++++ Given passage ++++

Analysis: J Street is master of double-speak
What are we to make of the recent revelations thatJ Street has been receiving large donations from George Soros? Critics say the organisation previously lied when they said he wasn't involved, while J Street adamantly denies ever having denied it.
A stroll through J-Street's "Myths and Facts" page on their website may shed some light. It is a study in double-talk. One "myth" disclaimed, for example, is that the organisation "favours the US negotiating with Hamas". But after conceding that Hamas terror is "reprehensible", they quickly remind us that Hamas "has an important... base of support within Palestinian society", and that J Street "would not oppose" efforts by the US to "find unofficial, indirect ways to engage Hamas…"
More important is their effort to debunk the "myth" that J Street is funded by foreign sources. On the contrary, we are told, "Nearly all of J Street's funding comes from Jewish Americans". Yet according to IRS files revealed by the Washington Times, the largest single donation in a recent tax year - over $800,000 - came from businesswoman Consolacion Esdicul of Hong Kong.

++++ Listed entries ++++

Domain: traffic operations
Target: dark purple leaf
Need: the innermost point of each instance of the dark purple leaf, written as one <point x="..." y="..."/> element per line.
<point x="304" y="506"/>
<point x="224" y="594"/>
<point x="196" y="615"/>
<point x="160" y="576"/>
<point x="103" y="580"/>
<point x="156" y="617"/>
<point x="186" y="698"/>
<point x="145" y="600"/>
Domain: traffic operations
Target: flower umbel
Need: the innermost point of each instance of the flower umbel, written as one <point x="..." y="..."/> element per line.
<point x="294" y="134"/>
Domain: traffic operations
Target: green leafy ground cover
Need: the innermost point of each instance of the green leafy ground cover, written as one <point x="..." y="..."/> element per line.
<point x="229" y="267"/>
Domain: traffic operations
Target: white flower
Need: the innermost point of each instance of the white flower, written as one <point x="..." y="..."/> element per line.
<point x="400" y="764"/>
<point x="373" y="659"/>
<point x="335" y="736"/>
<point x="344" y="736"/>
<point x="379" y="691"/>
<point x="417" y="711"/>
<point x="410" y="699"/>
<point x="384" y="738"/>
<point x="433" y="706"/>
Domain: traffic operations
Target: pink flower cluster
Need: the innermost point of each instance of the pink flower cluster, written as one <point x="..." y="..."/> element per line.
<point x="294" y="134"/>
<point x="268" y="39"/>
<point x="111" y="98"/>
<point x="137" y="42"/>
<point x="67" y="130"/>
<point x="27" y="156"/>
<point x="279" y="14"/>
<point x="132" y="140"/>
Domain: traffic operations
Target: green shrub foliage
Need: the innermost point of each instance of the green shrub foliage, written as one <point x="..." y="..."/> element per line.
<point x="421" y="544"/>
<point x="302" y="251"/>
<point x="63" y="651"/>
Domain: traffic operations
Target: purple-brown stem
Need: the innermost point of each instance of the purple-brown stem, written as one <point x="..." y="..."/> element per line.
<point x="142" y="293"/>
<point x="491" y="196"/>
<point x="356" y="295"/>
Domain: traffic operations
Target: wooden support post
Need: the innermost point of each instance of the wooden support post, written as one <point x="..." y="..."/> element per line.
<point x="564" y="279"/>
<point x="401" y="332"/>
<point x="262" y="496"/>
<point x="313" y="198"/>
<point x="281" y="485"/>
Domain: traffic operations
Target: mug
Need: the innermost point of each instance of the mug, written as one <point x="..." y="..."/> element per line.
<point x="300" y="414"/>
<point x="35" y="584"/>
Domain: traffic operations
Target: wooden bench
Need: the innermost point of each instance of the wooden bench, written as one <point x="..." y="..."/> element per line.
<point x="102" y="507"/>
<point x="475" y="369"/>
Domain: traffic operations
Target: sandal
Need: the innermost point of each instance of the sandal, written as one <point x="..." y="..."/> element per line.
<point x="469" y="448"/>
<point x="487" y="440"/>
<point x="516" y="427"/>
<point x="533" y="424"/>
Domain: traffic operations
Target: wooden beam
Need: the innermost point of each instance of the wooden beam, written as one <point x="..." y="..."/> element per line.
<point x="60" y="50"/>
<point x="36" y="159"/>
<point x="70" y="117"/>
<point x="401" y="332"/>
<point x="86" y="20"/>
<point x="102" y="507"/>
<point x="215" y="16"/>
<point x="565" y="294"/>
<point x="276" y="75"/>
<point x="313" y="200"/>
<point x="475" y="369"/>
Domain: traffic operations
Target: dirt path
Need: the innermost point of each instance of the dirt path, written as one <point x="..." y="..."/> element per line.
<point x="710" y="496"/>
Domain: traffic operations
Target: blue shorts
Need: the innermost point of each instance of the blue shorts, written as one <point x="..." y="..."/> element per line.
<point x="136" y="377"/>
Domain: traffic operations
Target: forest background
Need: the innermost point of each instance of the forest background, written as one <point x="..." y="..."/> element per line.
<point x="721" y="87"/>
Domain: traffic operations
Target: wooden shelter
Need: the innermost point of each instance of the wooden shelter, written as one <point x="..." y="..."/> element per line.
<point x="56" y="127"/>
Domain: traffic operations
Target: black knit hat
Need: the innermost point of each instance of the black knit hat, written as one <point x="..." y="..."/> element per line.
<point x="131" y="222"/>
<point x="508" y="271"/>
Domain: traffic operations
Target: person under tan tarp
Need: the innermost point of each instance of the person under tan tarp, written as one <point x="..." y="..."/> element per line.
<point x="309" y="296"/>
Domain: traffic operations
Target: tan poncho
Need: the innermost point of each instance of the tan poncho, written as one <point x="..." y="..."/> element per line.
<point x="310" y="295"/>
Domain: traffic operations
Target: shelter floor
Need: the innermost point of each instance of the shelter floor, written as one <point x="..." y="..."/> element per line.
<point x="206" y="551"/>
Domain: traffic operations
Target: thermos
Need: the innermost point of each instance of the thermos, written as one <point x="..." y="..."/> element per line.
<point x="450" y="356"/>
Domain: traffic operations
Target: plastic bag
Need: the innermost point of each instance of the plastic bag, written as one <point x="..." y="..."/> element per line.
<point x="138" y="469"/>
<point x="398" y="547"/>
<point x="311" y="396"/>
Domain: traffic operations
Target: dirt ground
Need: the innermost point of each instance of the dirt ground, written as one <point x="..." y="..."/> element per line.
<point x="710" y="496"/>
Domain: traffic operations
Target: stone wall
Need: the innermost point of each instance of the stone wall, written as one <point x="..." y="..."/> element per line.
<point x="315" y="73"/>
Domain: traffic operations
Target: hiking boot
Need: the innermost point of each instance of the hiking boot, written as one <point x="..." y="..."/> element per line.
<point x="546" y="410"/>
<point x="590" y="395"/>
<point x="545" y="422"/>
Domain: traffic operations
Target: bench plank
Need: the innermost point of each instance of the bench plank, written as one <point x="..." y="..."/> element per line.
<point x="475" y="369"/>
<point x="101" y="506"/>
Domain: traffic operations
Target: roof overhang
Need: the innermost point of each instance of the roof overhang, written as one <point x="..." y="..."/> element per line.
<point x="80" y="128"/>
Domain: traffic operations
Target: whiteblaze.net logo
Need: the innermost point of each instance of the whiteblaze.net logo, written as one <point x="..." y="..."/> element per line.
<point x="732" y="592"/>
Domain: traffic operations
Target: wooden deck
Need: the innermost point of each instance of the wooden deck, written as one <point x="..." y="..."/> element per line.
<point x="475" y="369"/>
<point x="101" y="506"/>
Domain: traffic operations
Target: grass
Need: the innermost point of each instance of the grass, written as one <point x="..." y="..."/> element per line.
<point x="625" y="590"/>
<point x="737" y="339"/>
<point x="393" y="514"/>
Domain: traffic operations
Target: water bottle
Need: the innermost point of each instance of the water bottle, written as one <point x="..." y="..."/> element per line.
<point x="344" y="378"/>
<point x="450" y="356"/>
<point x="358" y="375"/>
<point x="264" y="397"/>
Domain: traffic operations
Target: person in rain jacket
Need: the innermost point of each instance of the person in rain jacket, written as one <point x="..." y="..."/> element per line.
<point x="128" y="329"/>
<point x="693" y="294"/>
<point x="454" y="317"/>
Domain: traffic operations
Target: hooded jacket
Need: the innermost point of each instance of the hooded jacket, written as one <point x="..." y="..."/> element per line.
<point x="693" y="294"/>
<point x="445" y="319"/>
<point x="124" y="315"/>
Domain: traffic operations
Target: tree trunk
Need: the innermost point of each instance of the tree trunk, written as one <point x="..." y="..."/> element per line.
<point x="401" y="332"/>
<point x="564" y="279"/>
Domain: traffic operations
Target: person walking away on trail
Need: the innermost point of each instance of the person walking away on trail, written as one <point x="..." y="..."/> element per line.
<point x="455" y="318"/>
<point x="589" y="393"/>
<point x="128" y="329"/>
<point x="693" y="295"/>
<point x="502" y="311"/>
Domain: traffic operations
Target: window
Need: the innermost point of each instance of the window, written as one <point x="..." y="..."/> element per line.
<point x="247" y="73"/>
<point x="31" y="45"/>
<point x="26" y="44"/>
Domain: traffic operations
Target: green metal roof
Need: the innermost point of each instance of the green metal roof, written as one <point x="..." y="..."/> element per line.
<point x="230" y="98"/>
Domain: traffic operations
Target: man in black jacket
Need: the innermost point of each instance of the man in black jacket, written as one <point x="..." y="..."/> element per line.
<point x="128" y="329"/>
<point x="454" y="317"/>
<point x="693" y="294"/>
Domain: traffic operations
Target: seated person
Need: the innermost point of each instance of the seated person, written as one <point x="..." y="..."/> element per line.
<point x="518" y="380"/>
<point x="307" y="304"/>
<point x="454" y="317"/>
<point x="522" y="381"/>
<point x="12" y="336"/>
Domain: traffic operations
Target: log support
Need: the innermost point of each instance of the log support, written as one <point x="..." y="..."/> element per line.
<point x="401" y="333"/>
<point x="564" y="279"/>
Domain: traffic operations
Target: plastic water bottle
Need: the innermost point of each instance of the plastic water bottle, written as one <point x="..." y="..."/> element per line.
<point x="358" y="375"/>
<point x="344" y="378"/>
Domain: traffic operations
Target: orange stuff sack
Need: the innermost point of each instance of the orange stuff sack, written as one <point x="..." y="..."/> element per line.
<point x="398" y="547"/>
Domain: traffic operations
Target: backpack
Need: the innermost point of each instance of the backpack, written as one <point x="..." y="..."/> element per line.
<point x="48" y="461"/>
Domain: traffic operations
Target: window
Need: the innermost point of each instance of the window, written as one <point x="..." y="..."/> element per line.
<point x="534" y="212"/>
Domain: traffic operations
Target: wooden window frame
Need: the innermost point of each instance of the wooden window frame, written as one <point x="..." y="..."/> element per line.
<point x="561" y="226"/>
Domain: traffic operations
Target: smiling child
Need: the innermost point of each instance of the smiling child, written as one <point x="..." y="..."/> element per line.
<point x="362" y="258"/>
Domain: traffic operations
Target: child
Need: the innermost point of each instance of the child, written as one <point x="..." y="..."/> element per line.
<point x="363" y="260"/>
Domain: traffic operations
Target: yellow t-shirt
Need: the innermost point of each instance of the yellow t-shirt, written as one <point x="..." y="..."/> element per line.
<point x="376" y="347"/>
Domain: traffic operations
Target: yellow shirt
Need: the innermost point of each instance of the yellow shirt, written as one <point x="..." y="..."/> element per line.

++++

### Short exercise A
Render this sentence from the J Street analysis in Spanish: "More important is their effort to debunk the 'myth' that J Street is funded by foreign sources."
### Short exercise B
Write the next part of the J Street analysis, beginning after its final sentence.

### Exercise output A
Más importante es su esfuerzo por desmentir el «mito» de que J Street se financia con fuentes extranjeras.

### Exercise output B
So when J Street grapples with the Soros scandal - yes, it's already on their Myths and Facts page - we find exactly the same kind of obfuscation.
"J Street has always said that George Soros did not found J Street and did not provide its initial funding," we are told. "J Street has also always said that it would be very pleased to have funding from Mr Soros."
Yet in the same breath we are told that "In fact, the organisation has received approximately $250,000/year in funding from the Soros family since launching."
Since launching? That makes him look an awful lot like a founder. And as I understand English, "would be pleased" to have funding implies they are not currently receiving funding.
None of these are minor quibbles. Every act of double-speak belies their self-promotion as a pro-Israel product of the US Jewish community. It makes them look like they've been less than forthright about where the money's coming from. It is not a large step to wonder whether they've been straightforward about their aims as well.
People have a right to know the main sources of funding for publicly active organisations, especially those which might be trying to affect a domestic debate with foreign money. This is true for an Islamic Cultural Centre at Ground Zero; it is true for the huge NGOs operating in Israel with massive European Union funding; and it is no less true for J Street.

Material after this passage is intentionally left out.